Your objective => Would you write out the data below exactly, with every line intact?

Provided entries =>

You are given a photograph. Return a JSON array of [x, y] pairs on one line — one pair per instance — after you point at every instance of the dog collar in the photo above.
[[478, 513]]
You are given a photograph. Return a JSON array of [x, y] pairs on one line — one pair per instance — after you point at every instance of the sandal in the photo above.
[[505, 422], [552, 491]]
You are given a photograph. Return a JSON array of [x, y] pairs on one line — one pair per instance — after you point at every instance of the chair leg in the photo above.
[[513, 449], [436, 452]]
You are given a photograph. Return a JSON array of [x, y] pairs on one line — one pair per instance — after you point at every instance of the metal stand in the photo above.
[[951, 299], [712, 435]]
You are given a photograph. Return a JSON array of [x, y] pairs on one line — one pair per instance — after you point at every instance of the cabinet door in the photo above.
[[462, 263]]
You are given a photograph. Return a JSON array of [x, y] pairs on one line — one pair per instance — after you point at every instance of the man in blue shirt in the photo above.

Solved problem =>
You are given a photograph. Return a JSON array of [x, y] pairs on one line — one pair per instance — after you point at every instance of the dog collar in the photo above.
[[478, 513]]
You are given a photograph. Return a JSON array of [x, y] pairs on one line — one pair per instance — after you point at every instance of the sandal in the photo above.
[[505, 422], [552, 491]]
You are given a photograph. Return a JSON array of [x, y] pairs on one line — one pair per instance — after you point at every instance of the chair leg in the photo above.
[[513, 449], [436, 452]]
You are given a photograph. Return a JSON array of [x, y] pairs on one line — one pair per instance — after you point at every instance of the metal stand in the photo above.
[[951, 299], [712, 435]]
You are given a photograph. Return a JSON array of [x, y] pairs on one line — one pair per instance — after you point at every instance of the cabinet door in the photo above.
[[462, 263]]
You are given a photograph. Return a JSON array of [x, y] pairs on one line — one pair per instance — after you point at every instance of the man in blue shirt in the photo above.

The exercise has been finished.